> **SET PROBLEM**:
Print every line of the records below word for word, leaving out the pictures.
━━ SUPPLIED DATA
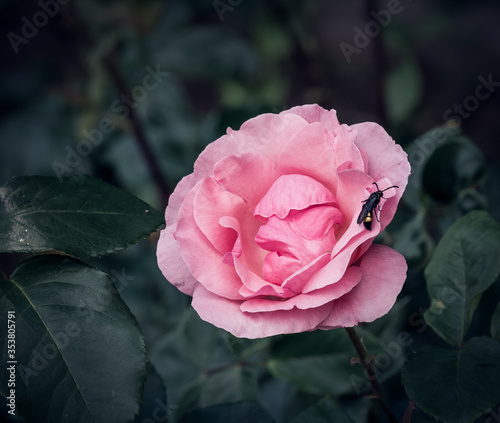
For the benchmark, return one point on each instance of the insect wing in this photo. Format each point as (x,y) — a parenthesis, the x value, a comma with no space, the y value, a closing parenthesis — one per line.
(367,208)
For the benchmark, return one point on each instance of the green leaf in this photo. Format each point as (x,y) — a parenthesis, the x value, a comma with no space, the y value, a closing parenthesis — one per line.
(79,351)
(79,216)
(240,412)
(198,365)
(403,91)
(452,167)
(320,362)
(495,323)
(218,386)
(455,386)
(324,411)
(464,264)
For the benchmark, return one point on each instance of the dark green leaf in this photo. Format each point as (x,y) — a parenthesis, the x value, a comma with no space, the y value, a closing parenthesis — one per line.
(453,166)
(197,364)
(224,385)
(320,362)
(324,411)
(455,386)
(79,216)
(495,323)
(240,412)
(464,264)
(79,351)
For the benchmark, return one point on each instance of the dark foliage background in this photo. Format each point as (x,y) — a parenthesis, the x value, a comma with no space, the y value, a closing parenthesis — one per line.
(228,61)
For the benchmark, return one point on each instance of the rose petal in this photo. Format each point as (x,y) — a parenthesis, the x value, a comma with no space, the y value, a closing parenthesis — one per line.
(278,267)
(177,197)
(203,260)
(316,222)
(384,272)
(310,300)
(347,154)
(171,263)
(313,113)
(249,176)
(226,314)
(310,152)
(292,192)
(386,160)
(211,203)
(265,135)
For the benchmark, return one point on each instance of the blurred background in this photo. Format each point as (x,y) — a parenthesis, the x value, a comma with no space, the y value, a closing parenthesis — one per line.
(132,91)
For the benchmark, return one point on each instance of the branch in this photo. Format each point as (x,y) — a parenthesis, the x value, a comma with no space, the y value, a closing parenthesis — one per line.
(110,64)
(367,364)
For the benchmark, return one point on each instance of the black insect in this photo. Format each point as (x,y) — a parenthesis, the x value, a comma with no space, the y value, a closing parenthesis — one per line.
(369,206)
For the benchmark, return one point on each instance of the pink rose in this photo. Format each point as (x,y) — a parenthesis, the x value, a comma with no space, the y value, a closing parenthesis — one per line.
(263,234)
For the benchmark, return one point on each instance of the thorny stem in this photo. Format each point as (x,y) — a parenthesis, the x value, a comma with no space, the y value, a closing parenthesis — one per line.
(3,274)
(367,364)
(140,137)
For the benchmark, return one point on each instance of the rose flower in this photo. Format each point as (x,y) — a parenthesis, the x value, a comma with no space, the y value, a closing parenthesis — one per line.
(264,233)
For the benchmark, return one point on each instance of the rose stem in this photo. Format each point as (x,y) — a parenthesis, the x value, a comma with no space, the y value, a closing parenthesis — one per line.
(140,135)
(376,389)
(80,30)
(409,412)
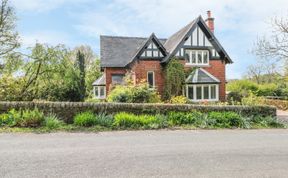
━━━━
> **SOLUTION**:
For the benchmark, return one point on each instance of the insect wing in this photo. Format each point as (x,y) — a parenthesis, the x value, a comma with no space, the y value, a closing parenthesis — one per line.
(367,208)
For the benchmark, return one point on each instance of the green leaf in this photo. Format each point as (x,y) — a parenthesis, the x value, a comma with no space, the y value, a closing parenthesis — one per line.
(79,351)
(79,216)
(240,412)
(198,365)
(403,91)
(452,167)
(320,362)
(495,323)
(218,386)
(455,386)
(324,411)
(464,264)
For the benchmark, return one point on each instance of the dark green leaf in this photo. Format each point as (x,y) — a parenthesis, the x value, a comma with no space, the y value, a closing parenthesis — one per line.
(453,166)
(197,364)
(224,385)
(320,362)
(324,411)
(455,386)
(79,216)
(495,323)
(240,412)
(464,264)
(79,351)
For the benchmark, return one point on each instance of the dark foliage background in this photo. Format each point as (x,y) — a parenthesis, the x value, a comma with no space, the y value, a closing parenthesis — one per line.
(228,61)
For the benchmark, return one point on each instance of the rose petal in this photo. Format each point as (x,y) — a parenthesis, the x value, a comma with no space, the y value, a closing parenthesis — one per line.
(278,267)
(177,197)
(203,260)
(316,222)
(384,272)
(310,300)
(347,154)
(171,263)
(313,113)
(249,176)
(226,314)
(310,152)
(292,192)
(386,160)
(211,203)
(265,135)
For the benchmark, return one point on each instance of the blurred background in this photo. Format each point as (x,y) — a parenthesis, the x value, a comma with no space, the y value, a closing parenthesis — one per line.
(132,91)
For the benchmark, return one point on each instance of the branch in this photo. Format each point as (x,y) — a parenthesis, the x value, a comma with no space, the y value, a closing parenthesis — one per line.
(110,64)
(367,364)
For the benchmark, return one point on each instance of the black insect in this photo. Format each point as (x,y) — a parenthesis, the x value, a comma with no space, the y value, a closing parenthesis — one per line.
(369,206)
For the benchmark, return one point on each instance of the pink rose in this photo. Format each point as (x,y) — a parenthesis, the x value, a comma with no space, the y value, a closing parenthesis — one per line.
(263,234)
For the benchmark, return one point on each instance of the thorny stem in this photo. Format each point as (x,y) — a parenthesis, the x value, a comma with no space, the y value, a closing parenthesis — one per line.
(3,274)
(367,364)
(140,137)
For the benchmark, return one point on each instance of the rose flower in this photo. Format each point as (x,y) — a parenthesis, the x value, a comma with no space, the y value, a closing parenthesis — one per line.
(264,233)
For the benchmark, return one point on each instance of the rose stem in this photo. Format each point as (x,y) — a parenthesis, the x value, a comma with no space, the y value, a closing parenthesis — one per line.
(140,135)
(376,389)
(80,30)
(409,412)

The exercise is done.